__Set problem__. Reproduce the lines below, switching "rear" to "front" wherever it occurs and leaving everything else unchanged.

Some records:
^^^^
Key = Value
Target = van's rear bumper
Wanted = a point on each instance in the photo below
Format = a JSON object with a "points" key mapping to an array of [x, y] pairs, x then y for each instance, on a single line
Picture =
^^^^
__Task solution__.
Key = Value
Target = van's front bumper
Wanted = a point on each instance in the photo below
Format = a JSON object with a "points" key mapping to an array of [x, y] pairs, x then y for each instance, on a single line
Picture =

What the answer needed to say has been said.